--- Texte fourni ---
Que peut-on retenir de ces recommandations ?
Il s’agit d’une dizaine de recommandations pour amener le Bénin à promouvoir un usage pacifique, éthique, responsable et constructif de l’IA. Nous avons appelé à la mise en place d’un cadre juridique et de gouvernance obligeant les développeurs et les déployeurs d’entités synthétiques telles que les chatbots, les assistants virtuels à informer les utilisateurs qu’ils communiquent avec un système interactif piloté par l’IA et à prévoir des méthodes permettant de détecter de manière fiable le contenu qu’ils génèrent, notamment en intégrant un filigrane dans le contenu généré. Nous avons souligné aussi la nécessité pour les plateformes d’identifier les informations relatives à l’authenticité, la provenance et aux contenus générés par l’IA par les meilleurs moyens actuellement disponibles ainsi qu’à présenter ces informations à l’utilisateur final.Nous appelons également à l’instauration d’un régime de responsabilité pour les plateformes d’IA générative avec la mise en place de mécanismes de transparence, d’atténuation des risques et de recours accessibles à travers, par exemple, des portails de plaintes, des médiateurs indépendants, etc.Il faut améliorer l’accès des chercheurs aux systèmes d’IA et instaurer des processus inclusifs dans la gouvernance de l’IA tout en encourageant la recherche et l’évaluation des technologies de l’IA.

--- Consigne ---
Rédigez la suite du texte sur les recommandations pour un usage responsable de l’IA au Bénin, en reprenant après sa dernière phrase.

--- Données affichées ---
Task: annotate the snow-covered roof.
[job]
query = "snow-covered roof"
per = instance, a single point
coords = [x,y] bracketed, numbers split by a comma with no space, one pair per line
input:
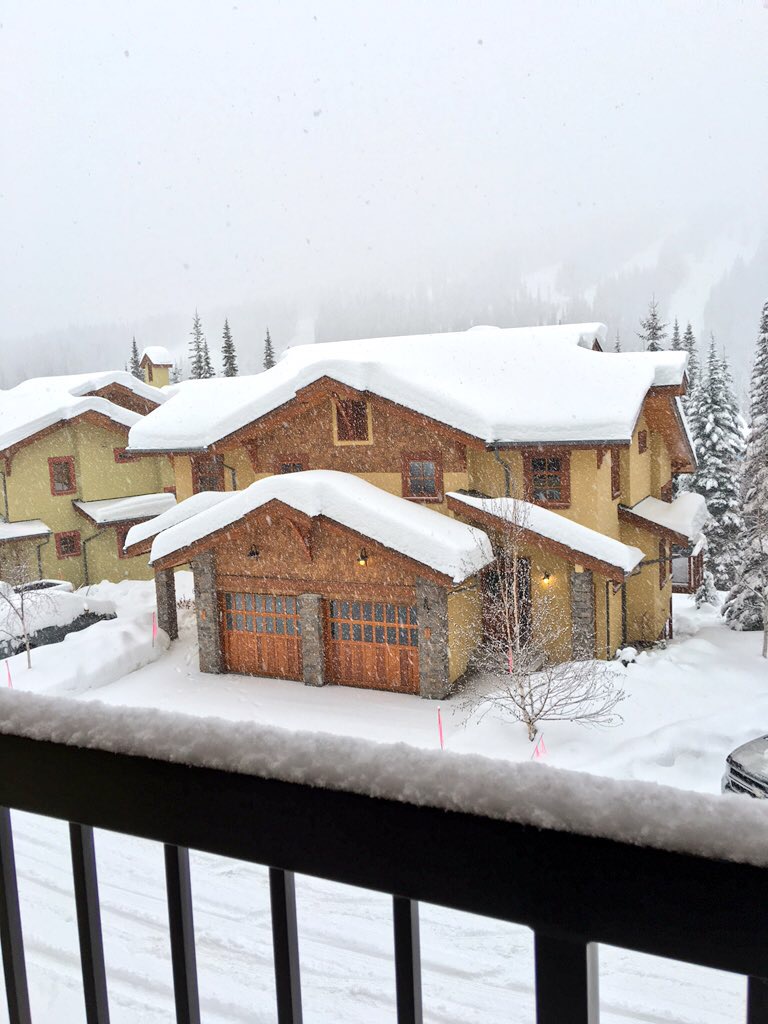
[81,384]
[430,538]
[686,515]
[19,530]
[556,527]
[512,385]
[25,412]
[174,515]
[158,355]
[110,510]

--- Résultat ---
Qu’est-ce qui est prévu pour la prise en charge de ces recommandations par les autorités ?
La plupart de ces recommandations ont été conçues en tenant compte de la stratégie nationale d’IA et des mégadonnées 2023-2027 dont la vision est de faire de l’IA un levier de croissance des secteurs stratégiques. Dans un premier temps, nous allons animer une campagne de communication destinée à faire savoir ces recommandations auprès du public en général et des autorités en particulier. Ensuite, nous allons cibler les décideurs au niveau du parlement et du gouvernement pour nous asseoir et discuter de l’opérationnalisation. En se dotant d’une stratégie nationale d’IA, notre pays affiche de grandes ambitions dans ce domaine. Chaque citoyen a le devoir de contribuer à ce que ce domaine soit maîtrisé et apporte de la valeur ajoutée au développement socioéconomique national.